EXERCISE BRIEF:
Starting with the line that contains "Query: snow covered lawn", copy every remaining line of the data below exactly, the last one included.

(PROVIDED MATERIAL begins)

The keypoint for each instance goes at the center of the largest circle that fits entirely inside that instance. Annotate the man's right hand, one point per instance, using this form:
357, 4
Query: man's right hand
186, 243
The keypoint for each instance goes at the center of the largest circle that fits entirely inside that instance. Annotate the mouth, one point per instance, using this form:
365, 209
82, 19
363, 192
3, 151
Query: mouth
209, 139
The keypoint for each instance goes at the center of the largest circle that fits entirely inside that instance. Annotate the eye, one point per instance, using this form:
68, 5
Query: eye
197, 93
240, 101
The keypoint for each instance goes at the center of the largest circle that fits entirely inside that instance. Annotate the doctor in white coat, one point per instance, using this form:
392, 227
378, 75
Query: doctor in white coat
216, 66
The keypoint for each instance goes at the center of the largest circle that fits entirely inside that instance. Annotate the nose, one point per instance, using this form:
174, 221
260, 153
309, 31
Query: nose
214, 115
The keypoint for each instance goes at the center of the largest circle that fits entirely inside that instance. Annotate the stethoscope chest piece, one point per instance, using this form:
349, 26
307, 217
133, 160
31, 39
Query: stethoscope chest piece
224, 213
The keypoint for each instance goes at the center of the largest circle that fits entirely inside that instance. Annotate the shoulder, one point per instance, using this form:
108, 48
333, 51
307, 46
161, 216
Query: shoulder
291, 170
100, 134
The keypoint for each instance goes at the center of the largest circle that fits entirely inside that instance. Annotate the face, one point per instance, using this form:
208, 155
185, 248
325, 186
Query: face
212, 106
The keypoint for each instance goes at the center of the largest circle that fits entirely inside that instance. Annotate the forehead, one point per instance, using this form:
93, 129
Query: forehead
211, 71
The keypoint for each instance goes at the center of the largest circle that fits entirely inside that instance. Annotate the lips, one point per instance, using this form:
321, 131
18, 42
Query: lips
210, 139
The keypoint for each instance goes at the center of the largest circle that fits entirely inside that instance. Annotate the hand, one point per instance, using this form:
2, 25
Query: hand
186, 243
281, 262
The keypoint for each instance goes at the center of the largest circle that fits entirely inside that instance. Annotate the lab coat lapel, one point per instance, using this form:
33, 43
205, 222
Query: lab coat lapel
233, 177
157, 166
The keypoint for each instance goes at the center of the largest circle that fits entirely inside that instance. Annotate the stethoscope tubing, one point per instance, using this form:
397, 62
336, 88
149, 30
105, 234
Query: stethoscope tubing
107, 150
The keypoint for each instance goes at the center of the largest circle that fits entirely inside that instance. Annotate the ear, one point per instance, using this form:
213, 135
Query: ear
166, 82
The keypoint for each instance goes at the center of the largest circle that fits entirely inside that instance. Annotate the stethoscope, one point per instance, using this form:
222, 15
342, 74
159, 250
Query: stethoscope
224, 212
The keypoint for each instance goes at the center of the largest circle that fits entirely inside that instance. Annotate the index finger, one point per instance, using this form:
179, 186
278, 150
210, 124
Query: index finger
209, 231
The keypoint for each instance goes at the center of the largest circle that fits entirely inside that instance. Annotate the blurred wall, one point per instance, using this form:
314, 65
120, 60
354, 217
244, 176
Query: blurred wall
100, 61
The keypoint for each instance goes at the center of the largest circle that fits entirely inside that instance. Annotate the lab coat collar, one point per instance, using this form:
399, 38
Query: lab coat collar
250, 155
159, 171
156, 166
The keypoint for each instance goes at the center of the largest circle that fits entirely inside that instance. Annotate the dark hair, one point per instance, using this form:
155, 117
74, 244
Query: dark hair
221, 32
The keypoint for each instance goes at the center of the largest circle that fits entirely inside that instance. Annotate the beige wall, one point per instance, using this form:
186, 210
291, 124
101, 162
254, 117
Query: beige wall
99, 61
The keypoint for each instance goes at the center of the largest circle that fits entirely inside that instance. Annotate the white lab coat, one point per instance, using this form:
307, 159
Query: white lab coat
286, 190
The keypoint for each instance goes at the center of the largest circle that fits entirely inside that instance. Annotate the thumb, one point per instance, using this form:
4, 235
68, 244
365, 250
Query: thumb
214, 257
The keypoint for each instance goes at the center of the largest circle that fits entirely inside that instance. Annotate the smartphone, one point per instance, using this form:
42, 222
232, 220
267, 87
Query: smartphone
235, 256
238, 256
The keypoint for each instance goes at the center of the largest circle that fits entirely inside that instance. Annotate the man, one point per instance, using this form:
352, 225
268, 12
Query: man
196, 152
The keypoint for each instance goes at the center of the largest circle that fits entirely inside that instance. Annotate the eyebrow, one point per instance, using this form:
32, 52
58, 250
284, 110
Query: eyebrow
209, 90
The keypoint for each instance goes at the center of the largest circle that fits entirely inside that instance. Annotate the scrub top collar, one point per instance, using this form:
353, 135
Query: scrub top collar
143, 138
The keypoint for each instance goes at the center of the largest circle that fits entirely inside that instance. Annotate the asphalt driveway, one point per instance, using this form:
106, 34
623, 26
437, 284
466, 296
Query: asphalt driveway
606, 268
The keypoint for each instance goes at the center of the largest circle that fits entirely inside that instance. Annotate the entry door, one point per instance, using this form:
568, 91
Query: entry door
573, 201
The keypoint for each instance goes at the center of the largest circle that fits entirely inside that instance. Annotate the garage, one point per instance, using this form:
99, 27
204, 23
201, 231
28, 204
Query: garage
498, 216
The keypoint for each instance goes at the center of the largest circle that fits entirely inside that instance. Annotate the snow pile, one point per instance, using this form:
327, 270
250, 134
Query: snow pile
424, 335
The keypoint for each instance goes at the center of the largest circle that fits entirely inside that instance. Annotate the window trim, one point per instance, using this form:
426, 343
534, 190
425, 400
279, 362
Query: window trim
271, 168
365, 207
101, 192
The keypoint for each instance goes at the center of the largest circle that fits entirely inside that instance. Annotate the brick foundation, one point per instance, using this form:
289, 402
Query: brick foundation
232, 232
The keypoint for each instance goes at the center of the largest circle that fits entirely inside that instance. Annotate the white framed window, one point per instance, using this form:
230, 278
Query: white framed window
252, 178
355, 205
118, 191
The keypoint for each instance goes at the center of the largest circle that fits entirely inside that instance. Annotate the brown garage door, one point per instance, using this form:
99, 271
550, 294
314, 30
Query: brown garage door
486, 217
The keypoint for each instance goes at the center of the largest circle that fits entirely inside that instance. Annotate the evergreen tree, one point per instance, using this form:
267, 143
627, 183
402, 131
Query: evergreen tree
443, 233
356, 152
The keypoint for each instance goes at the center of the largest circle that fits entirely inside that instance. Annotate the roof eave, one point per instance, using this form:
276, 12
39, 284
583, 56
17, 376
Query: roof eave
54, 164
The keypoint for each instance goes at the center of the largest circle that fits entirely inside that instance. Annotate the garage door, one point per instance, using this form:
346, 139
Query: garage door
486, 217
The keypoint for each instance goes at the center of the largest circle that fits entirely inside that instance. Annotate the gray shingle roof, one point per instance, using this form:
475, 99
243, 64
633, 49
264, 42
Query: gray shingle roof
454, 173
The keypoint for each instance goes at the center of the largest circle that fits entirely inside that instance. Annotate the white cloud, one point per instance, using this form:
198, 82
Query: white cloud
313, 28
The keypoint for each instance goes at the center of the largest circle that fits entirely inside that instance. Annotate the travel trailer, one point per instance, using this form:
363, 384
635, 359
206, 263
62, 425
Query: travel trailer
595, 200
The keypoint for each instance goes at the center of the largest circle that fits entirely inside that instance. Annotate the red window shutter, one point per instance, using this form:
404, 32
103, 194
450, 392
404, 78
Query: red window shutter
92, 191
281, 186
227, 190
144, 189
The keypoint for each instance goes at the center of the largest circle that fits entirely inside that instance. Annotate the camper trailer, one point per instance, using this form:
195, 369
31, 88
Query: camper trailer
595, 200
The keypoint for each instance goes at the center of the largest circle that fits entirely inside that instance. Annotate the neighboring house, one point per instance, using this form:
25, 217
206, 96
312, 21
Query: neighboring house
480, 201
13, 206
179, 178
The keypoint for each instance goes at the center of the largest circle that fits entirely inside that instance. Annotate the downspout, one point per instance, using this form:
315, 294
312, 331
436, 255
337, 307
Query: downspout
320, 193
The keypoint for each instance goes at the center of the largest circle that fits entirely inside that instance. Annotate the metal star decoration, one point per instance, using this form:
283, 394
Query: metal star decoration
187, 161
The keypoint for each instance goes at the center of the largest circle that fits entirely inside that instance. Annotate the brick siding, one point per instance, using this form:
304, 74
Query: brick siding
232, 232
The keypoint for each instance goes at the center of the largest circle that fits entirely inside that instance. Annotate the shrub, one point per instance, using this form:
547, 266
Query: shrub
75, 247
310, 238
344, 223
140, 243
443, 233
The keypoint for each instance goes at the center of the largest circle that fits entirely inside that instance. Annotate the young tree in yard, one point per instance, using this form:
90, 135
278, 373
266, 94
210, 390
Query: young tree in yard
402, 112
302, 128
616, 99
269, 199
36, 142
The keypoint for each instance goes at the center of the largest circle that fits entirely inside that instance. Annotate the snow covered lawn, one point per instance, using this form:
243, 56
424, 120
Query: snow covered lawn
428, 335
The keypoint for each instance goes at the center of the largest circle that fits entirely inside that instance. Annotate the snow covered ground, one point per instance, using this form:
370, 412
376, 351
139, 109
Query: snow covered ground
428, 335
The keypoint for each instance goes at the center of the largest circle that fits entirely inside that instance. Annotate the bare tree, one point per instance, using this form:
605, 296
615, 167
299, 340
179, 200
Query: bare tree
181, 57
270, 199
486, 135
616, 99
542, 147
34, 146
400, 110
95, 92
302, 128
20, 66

(PROVIDED MATERIAL ends)

RESULT:
Query: snow covered lawn
428, 335
The keypoint for each instance goes at the center of the largest circle that fits entirely inside that instance. Annotate the snow covered ground, one point per instance, using this form:
370, 412
376, 351
139, 109
Query: snow covered ground
428, 335
The keypoint for each instance goes at the center of the largest circle that fits entirely inside that instance. Annotate the bare tree, one point per instance, using this form:
605, 296
615, 167
299, 340
179, 200
Query: bare tree
181, 57
270, 199
486, 135
616, 99
542, 147
34, 146
400, 110
95, 92
302, 128
20, 66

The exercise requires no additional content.